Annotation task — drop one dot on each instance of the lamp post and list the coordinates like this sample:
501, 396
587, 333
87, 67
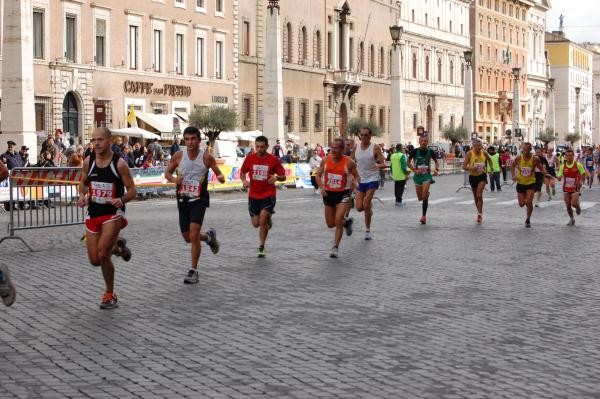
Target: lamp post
596, 138
469, 125
516, 103
577, 114
396, 119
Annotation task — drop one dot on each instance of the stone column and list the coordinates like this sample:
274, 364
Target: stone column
396, 122
18, 107
273, 86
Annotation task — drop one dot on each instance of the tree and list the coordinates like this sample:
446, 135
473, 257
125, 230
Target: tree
547, 136
573, 138
455, 134
213, 120
355, 124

---*---

▶ _THE TASK_:
Copy every entry above word for word, but leave out the pictures.

▶ _TASK RESULT_:
Annotation task — drop one dot on each instance of the lamp post and list the coordinates like this sample:
501, 396
587, 333
87, 67
Target: lamp post
596, 138
469, 125
516, 103
577, 114
396, 119
Annotation task — drop one dot on each instance of the stone column and list the coordinates like this sample:
274, 364
Target: stone column
396, 122
18, 107
273, 86
Annotation task — drop one dot on each instance of the tree and list the coordinates like this sample:
446, 135
473, 257
125, 230
Target: tree
547, 136
573, 138
455, 134
213, 120
355, 124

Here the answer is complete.